Exercise requirements:
1. In the text below about microRNAs, rewrite the paragraph beginning "There are multiple approaches for microRNA-based therapy" as a short bulleted list that keeps its main facts.
2. According to the microRNA text below, how many microRNAs have scientists identified so far?
3. Carry on the microRNA text below from the end of its last paragraph.

Text section:
——————————

What are microRNAs?

MicroRNAs (miRNAs or miRs) are non-coding RNAs (ncRNAs) that regulate the expression of genes, usually through translational repression or mRNA degradation. Scientists have so far identified over 2,000 microRNAs and more than one-third of all human genes are predicted to be regulated by microRNAs. Since a single microRNA can regulate an entire network of genes, microRNAs operate as master regulators of the genome. Because levels of miRNAs are altered in many diseases, they can act as biomarkers for these diseases for the diagnosis, prognosis, prediction of response to therapy, and post- treatment monitoring. In addition, pathological changes caused by microRNA changes can potentially be reversed by microRNA-based therapy. Anti-miRs are oligonucleotides that inhibit microRNAs, and miR-mimics, double-stranded oligonucleotides increase microRNA function.

Watch the video below to learn more about microRNAs:

Since a single microRNA can regulate an entire network of genes, microRNAs operate as master regulators of the genome.

Approach to microRNA-based therapy

There are multiple approaches for microRNA-based therapy. One is microRNA-replacement therapy, in which an exogenous ‘‘microRNA mimic’’ for a microRNA with low levels of expression is introduced. Another approach is antimicroRNA therapy, in which a microRNA inhibitor for a microRNA that is overexpressed is introduced. These microRNA-modulating agents are synthetic oligonucleotides with sequences that are identical or complementary to the targeted microRNAs.

——————————

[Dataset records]
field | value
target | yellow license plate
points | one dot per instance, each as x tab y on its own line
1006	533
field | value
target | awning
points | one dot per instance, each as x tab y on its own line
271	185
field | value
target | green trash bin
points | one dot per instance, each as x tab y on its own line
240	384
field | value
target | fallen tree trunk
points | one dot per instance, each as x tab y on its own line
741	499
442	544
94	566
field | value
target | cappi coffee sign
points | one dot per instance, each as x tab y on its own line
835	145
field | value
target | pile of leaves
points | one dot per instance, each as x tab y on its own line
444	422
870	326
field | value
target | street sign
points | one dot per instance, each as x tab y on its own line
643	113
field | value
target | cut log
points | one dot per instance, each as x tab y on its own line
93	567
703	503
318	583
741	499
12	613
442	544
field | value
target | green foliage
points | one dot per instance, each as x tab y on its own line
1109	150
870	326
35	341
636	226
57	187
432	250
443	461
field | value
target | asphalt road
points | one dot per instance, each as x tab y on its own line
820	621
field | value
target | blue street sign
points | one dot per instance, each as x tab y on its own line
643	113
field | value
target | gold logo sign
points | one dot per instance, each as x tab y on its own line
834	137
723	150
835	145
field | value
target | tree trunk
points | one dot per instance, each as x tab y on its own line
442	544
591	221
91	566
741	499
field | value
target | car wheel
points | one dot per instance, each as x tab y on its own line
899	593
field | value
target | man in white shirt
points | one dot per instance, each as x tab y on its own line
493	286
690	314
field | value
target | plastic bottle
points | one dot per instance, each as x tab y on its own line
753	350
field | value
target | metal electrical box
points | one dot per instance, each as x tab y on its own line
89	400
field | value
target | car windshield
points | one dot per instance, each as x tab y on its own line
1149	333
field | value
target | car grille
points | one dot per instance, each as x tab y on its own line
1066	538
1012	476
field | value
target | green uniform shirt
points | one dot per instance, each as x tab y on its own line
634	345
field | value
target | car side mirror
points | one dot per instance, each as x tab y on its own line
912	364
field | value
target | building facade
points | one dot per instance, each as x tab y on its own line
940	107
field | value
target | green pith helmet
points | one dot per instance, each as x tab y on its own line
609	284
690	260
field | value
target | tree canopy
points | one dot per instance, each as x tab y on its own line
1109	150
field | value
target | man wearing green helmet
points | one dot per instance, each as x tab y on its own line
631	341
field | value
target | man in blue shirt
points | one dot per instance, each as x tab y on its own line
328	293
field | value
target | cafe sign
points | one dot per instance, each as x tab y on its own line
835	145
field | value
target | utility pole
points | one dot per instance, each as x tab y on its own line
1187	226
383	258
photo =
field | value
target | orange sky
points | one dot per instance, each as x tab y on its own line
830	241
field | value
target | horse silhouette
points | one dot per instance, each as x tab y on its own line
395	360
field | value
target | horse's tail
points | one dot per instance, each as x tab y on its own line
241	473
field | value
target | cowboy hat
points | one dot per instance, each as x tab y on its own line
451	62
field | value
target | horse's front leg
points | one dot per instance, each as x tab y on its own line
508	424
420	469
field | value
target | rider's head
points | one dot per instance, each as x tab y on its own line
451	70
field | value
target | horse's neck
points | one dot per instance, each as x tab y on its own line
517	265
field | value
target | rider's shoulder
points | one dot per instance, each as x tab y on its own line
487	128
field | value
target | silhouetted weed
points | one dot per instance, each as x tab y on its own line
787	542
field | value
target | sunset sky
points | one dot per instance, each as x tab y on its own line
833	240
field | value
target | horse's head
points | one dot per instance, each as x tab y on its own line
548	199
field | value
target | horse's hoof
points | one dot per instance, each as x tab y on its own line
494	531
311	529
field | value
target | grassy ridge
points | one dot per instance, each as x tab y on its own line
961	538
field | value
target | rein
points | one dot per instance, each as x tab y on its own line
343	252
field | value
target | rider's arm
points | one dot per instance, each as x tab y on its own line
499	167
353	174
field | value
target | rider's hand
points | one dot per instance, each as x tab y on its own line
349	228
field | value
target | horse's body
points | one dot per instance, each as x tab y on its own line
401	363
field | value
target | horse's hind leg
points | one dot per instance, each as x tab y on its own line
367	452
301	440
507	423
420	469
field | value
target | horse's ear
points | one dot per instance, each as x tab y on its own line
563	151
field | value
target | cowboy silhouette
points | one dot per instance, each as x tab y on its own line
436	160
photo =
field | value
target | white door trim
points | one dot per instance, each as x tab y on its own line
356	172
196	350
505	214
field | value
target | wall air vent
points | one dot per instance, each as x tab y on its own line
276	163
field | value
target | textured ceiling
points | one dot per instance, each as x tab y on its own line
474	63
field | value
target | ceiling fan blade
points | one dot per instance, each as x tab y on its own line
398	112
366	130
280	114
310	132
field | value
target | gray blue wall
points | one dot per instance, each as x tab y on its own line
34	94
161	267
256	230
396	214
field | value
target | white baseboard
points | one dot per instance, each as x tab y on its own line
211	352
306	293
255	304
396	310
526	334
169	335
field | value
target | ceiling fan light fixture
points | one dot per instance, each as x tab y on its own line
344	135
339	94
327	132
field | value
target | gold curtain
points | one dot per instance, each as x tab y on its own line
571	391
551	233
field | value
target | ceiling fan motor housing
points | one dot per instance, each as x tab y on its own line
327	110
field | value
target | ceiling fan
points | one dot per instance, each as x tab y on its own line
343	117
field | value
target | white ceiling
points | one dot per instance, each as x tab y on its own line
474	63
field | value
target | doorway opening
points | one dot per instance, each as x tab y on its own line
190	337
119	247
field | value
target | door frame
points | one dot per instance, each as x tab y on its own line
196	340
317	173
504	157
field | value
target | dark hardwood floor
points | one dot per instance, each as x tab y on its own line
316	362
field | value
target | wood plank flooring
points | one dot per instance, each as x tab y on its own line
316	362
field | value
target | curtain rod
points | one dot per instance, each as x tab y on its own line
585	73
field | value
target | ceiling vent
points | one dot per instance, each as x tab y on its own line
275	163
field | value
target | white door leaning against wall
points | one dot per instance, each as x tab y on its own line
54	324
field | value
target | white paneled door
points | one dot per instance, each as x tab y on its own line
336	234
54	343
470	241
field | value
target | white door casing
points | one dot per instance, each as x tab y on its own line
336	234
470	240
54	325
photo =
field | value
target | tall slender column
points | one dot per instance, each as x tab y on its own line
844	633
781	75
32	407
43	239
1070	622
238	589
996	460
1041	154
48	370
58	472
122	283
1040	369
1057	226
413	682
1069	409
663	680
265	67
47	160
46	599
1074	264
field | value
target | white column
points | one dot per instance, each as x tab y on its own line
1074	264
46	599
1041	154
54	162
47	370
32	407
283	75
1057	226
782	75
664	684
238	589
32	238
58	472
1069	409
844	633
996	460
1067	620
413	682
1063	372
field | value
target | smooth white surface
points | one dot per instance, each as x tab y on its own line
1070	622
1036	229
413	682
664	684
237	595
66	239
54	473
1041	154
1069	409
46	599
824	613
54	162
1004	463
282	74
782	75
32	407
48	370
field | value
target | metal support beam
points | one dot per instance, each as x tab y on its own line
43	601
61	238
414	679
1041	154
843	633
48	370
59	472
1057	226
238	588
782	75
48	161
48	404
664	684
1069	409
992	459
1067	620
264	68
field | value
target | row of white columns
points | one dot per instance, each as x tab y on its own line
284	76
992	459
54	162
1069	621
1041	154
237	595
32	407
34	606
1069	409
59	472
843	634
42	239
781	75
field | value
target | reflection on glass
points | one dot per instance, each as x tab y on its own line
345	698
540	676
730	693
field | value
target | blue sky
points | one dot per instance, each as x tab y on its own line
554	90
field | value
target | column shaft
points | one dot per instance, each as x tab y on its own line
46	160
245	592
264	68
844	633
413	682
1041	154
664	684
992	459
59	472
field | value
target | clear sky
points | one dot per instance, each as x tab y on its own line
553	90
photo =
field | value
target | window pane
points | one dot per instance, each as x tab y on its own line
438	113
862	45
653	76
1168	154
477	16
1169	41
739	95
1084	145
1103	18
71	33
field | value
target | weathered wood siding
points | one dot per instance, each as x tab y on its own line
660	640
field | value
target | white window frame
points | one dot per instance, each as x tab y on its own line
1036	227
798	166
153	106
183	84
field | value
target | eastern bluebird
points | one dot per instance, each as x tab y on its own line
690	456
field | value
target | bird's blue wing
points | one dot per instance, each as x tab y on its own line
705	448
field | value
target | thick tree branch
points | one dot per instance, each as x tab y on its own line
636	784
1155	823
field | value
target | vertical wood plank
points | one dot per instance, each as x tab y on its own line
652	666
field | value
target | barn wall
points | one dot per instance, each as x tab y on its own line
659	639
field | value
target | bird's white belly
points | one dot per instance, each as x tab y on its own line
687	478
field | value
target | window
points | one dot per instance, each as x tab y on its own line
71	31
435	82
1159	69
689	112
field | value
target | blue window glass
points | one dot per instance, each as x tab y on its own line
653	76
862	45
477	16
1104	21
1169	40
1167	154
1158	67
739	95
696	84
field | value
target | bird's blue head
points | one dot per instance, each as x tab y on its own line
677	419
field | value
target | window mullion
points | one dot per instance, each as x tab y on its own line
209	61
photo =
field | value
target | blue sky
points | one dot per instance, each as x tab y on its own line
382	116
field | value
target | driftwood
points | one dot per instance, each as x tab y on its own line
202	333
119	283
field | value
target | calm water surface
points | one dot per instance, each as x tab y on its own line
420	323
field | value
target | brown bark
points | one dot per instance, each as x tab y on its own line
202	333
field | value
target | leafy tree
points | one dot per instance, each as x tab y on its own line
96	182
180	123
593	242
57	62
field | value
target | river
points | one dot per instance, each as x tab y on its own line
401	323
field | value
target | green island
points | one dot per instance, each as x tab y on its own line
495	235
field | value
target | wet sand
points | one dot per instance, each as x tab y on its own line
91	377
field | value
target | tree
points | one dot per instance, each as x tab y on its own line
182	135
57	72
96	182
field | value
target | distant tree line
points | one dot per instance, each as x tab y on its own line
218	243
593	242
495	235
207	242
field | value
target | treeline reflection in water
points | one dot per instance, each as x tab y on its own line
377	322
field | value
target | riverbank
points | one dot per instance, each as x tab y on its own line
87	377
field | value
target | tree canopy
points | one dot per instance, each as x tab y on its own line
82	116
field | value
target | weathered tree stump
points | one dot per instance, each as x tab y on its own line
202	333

——————————

Answer list:
1.
- MicroRNA-replacement therapy introduces an exogenous "microRNA mimic" for a microRNA with low levels of expression.
- Antimicro RNA therapy introduces a microRNA inhibitor for a microRNA that is overexpressed.
- Both kinds of agent are synthetic oligonucleotides whose sequences are identical or complementary to the targeted microRNAs.

2. Over 2,000.

3.
MicroRNAs expression patterns are altered in all types of cancer, with each cancer type displaying a distinctive signature microRNA expression pattern. A microRNA profile can therefore be an independent prognostic marker for cancer. In addition, it has been shown that changes in miRNAs can promote tumor development by increasing the expression of oncogenes that promote tumor growth and by decreasing the expression of tumor-suppressor genes. MicroRNAs have been linked to tumor development, invasion, metastasis, new blood vessel generation, and tumor resistance to chemotherapy and radiotherapy. Because microRNA mimics and antimiRs are sequence specific, compared to the conventional small molecule chemotherapy, fewer adverse sides effects are expected along with much greater probability of hitting their targets.

QTsome™ Delivery Platform Technology

> Platform Technology for Nucleic Acid Delivery with focus on microRNA (miRNA)/anti-miR (miR inhibitor)

> Combination of cationic lipids with tertiary and quarternary amine headgroups (QTsomes™)

> Tertiary amino-cationic lipids are conditionally ionizable and facilitate disruption of the lipid bilayer and oligonucleotide endosomal release under the acidic conditions of the endosome.

> Quarternary amino-cationic lipids are permanently charged, ensuring strong interaction between the lipids and the oligonucleotide, which ensures particle stability.

> Combination of Tert and Quart cationic lipids provide the optimum pH response profile that is not possible with each lipid individually.

> QTsomes™ are much more active than regular cationic liposomes in transfecting cells.